* _Aim_: Quote word for word every line below, from the line with "Please pin the hangar" up to and including the line with "Target: red tie-down rope".

###

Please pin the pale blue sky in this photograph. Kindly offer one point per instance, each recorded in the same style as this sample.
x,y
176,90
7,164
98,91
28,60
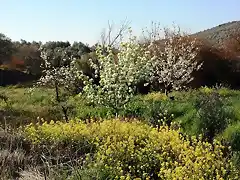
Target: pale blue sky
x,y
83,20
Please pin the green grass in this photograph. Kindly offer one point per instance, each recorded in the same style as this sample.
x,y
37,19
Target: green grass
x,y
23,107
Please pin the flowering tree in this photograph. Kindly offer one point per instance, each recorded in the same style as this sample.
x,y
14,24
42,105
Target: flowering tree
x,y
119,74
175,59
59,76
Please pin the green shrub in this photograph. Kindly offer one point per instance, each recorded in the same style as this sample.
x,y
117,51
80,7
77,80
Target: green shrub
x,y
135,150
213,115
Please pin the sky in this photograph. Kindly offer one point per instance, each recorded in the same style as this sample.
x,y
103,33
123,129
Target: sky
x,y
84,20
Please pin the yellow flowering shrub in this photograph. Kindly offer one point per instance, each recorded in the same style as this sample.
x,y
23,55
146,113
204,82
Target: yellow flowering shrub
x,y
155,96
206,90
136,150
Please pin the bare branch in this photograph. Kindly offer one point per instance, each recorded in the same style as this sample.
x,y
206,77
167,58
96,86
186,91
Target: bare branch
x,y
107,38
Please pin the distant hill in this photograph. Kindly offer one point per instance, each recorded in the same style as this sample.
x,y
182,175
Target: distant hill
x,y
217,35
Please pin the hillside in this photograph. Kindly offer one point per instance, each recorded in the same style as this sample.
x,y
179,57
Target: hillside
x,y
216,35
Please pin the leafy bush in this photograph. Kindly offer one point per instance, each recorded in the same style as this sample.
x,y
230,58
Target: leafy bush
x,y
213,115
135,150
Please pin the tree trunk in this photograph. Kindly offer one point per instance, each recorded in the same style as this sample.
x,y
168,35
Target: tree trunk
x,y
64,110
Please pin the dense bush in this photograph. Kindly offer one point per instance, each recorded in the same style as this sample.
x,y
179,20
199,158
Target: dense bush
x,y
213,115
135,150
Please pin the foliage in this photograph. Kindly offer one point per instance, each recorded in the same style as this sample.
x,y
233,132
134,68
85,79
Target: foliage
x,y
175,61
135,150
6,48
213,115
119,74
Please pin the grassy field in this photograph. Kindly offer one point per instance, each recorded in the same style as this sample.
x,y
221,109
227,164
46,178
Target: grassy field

###

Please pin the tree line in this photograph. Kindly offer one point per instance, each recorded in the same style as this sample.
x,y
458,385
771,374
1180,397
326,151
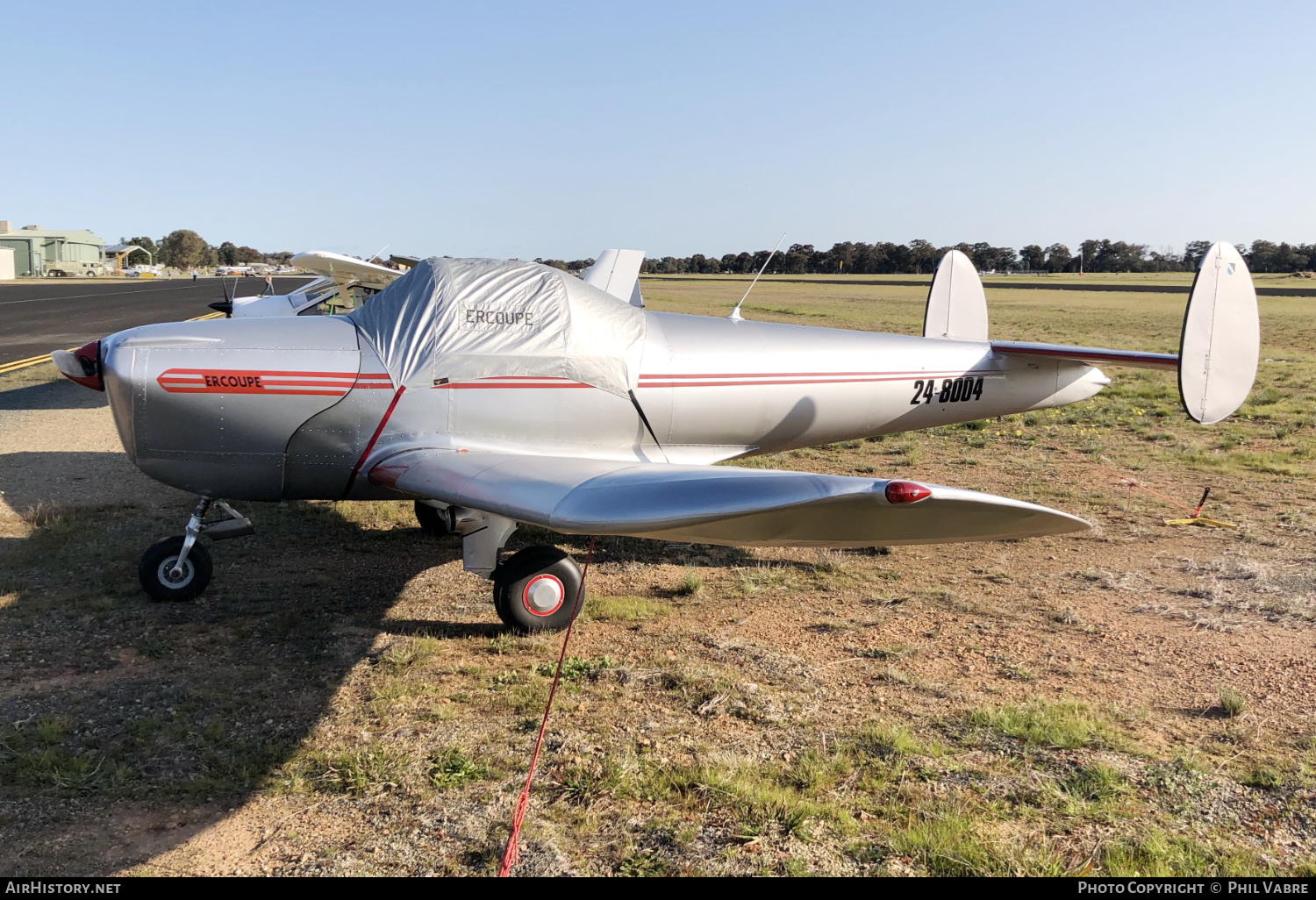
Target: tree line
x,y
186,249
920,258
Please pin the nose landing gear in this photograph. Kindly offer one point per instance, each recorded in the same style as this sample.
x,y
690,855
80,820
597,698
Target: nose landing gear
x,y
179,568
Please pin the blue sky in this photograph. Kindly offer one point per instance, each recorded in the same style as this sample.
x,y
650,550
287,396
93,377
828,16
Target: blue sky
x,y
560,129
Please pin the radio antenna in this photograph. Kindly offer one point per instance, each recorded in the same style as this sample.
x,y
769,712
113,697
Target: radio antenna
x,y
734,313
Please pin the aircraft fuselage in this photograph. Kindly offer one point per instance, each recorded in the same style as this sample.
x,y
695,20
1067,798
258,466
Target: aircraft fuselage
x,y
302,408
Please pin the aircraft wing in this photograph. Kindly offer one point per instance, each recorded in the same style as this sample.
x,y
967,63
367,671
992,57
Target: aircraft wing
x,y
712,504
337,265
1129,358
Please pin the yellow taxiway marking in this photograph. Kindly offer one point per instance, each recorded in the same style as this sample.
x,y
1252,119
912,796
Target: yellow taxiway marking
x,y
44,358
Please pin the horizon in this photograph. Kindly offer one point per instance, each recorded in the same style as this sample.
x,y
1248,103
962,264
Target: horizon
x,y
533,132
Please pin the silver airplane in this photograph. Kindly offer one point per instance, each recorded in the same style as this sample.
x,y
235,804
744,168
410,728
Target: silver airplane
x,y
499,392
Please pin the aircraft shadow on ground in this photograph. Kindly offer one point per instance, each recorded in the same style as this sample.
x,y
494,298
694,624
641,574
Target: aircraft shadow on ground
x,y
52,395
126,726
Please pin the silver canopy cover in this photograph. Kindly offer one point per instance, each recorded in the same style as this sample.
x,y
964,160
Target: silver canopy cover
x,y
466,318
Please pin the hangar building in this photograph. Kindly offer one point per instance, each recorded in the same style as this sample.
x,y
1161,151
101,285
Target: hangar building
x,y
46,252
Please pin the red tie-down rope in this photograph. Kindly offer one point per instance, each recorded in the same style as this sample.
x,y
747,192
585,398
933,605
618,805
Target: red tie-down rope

###

* _Output_:
Please pin the hangar building in this photograph. Kindly offer one point per instance, each recorded in the same style as this sample.
x,y
1161,151
101,285
Target: hangar building
x,y
46,252
Please pin the red tie-down rope in this photograph. Kindly offer one point per instance, each recorded in the same style as this sample.
x,y
747,192
585,398
933,605
618,805
Target: red tie-down rope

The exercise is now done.